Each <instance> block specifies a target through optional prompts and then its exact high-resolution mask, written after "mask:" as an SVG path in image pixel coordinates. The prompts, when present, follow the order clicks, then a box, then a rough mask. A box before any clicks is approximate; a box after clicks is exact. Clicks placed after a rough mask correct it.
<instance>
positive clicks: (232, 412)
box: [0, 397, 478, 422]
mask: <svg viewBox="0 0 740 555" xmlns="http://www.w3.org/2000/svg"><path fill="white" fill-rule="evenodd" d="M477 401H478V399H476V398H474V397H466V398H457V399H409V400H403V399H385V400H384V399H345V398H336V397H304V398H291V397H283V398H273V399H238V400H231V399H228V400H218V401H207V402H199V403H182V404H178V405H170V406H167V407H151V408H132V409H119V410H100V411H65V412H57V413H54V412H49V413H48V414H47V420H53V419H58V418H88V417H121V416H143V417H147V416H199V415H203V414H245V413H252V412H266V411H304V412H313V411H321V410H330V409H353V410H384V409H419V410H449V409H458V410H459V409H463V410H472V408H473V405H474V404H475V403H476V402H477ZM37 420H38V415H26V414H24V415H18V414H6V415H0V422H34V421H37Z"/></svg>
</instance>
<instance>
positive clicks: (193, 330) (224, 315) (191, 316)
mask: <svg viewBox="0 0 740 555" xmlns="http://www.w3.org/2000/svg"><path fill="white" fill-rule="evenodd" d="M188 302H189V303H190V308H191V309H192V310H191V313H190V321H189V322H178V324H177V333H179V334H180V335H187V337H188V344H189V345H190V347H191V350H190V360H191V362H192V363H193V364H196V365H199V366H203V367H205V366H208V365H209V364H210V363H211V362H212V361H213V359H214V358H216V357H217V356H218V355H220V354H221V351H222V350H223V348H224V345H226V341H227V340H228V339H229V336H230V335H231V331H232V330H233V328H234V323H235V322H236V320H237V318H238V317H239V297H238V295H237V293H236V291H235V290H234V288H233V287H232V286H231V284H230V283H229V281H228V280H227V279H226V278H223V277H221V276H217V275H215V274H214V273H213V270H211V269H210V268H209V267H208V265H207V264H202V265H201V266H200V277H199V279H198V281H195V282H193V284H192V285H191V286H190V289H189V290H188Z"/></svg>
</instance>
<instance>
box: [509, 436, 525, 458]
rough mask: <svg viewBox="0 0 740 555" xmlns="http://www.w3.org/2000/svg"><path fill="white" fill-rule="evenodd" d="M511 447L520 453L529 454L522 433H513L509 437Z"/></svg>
______________________________
▶ **What you will do**
Copy the entries above exactly, leaving none out.

▶ **Written solution**
Each <instance> block specifies a target through optional prompts and then its exact high-resolution mask, written after "mask:" as an SVG path in image pixel coordinates. The prompts, when present, follow the order clicks, then a box, then a rough mask. A box before any clicks is approximate; a box after clicks is exact. Clicks placed after a rough mask correct it.
<instance>
positive clicks: (232, 412)
box: [0, 397, 478, 422]
mask: <svg viewBox="0 0 740 555" xmlns="http://www.w3.org/2000/svg"><path fill="white" fill-rule="evenodd" d="M477 401H478V399H476V398H474V397H466V398H457V399H409V400H403V399H385V400H384V399H345V398H336V397H304V398H291V397H283V398H273V399H238V400H231V399H228V400H218V401H207V402H199V403H182V404H178V405H170V406H167V407H151V408H132V409H119V410H100V411H65V412H57V413H54V412H49V413H48V414H47V420H53V419H58V418H88V417H121V416H143V417H147V416H199V415H203V414H245V413H252V412H266V411H304V412H313V411H321V410H330V409H353V410H384V409H419V410H449V409H458V410H459V409H463V410H472V408H473V405H474V404H475V403H476V402H477ZM37 420H38V415H26V414H24V415H18V414H6V415H0V422H34V421H37Z"/></svg>
</instance>
<instance>
positive clicks: (193, 330) (224, 315) (191, 316)
mask: <svg viewBox="0 0 740 555" xmlns="http://www.w3.org/2000/svg"><path fill="white" fill-rule="evenodd" d="M188 302H189V303H190V308H191V309H192V310H191V313H190V321H189V322H178V324H177V333H179V334H180V335H187V337H188V344H189V345H190V347H191V350H190V360H191V362H192V363H193V364H196V365H199V366H203V367H205V366H208V365H209V364H210V363H211V362H212V361H213V359H214V358H216V357H217V356H218V355H220V354H221V351H222V350H223V348H224V345H226V341H227V340H228V339H229V336H230V335H231V331H232V330H233V328H234V323H235V322H236V320H237V318H238V317H239V297H238V295H237V293H236V291H235V290H234V288H233V287H232V286H231V284H230V283H229V281H228V280H227V279H226V278H223V277H221V276H217V275H215V274H214V273H213V270H211V269H210V268H209V267H208V265H207V264H202V265H201V266H200V277H199V279H198V281H195V282H193V284H192V285H191V286H190V289H189V290H188Z"/></svg>
</instance>
<instance>
box: [509, 436, 525, 458]
rough mask: <svg viewBox="0 0 740 555" xmlns="http://www.w3.org/2000/svg"><path fill="white" fill-rule="evenodd" d="M511 447L520 453L529 454L522 433H513L509 437Z"/></svg>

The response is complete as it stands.